[Data records]

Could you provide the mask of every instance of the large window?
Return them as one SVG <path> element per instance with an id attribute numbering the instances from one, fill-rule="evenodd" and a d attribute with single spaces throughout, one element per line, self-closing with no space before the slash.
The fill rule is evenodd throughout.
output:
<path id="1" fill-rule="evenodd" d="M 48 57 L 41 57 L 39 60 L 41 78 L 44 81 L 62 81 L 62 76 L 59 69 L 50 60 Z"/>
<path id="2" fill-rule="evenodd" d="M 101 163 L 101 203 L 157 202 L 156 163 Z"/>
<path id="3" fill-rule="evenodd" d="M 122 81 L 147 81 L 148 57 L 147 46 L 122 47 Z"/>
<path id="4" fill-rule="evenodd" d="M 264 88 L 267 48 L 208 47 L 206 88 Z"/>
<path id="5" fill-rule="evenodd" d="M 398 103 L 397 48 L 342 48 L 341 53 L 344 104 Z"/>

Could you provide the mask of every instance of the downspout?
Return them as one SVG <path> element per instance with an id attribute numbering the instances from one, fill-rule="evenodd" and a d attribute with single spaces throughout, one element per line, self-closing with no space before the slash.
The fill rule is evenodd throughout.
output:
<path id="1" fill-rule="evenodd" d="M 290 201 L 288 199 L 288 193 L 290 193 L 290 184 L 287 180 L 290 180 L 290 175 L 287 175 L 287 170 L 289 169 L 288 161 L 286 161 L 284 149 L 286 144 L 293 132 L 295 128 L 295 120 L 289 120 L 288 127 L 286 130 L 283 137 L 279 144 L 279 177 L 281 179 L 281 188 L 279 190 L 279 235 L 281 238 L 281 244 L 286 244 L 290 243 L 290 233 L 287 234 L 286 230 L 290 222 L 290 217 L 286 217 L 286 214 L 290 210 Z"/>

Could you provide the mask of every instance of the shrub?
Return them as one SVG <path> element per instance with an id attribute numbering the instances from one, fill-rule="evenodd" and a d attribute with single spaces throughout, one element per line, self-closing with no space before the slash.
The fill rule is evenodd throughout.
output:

§ EXERCISE AIM: Format every line from the start of the records through the line containing "398 103 L 397", inclusive, as a numbered list, omitting any blank lines.

§ RESPONSE BELOW:
1. Could you provide the mask of every instance of the large window?
2. Return them as one SVG <path> element per instance with an id attribute numbering the instances from one, fill-rule="evenodd" and a d attribute with single spaces throughout, one element per line, self-closing with no space before the slash.
3. The fill rule is evenodd throughout.
4. output:
5. <path id="1" fill-rule="evenodd" d="M 48 57 L 41 57 L 39 60 L 41 78 L 44 81 L 62 81 L 62 76 L 59 69 L 50 60 Z"/>
6. <path id="2" fill-rule="evenodd" d="M 101 163 L 101 203 L 157 202 L 156 163 Z"/>
7. <path id="3" fill-rule="evenodd" d="M 122 81 L 147 81 L 148 57 L 147 46 L 122 47 Z"/>
8. <path id="4" fill-rule="evenodd" d="M 264 88 L 267 48 L 208 47 L 206 88 Z"/>
9. <path id="5" fill-rule="evenodd" d="M 398 103 L 397 48 L 342 48 L 341 53 L 344 104 Z"/>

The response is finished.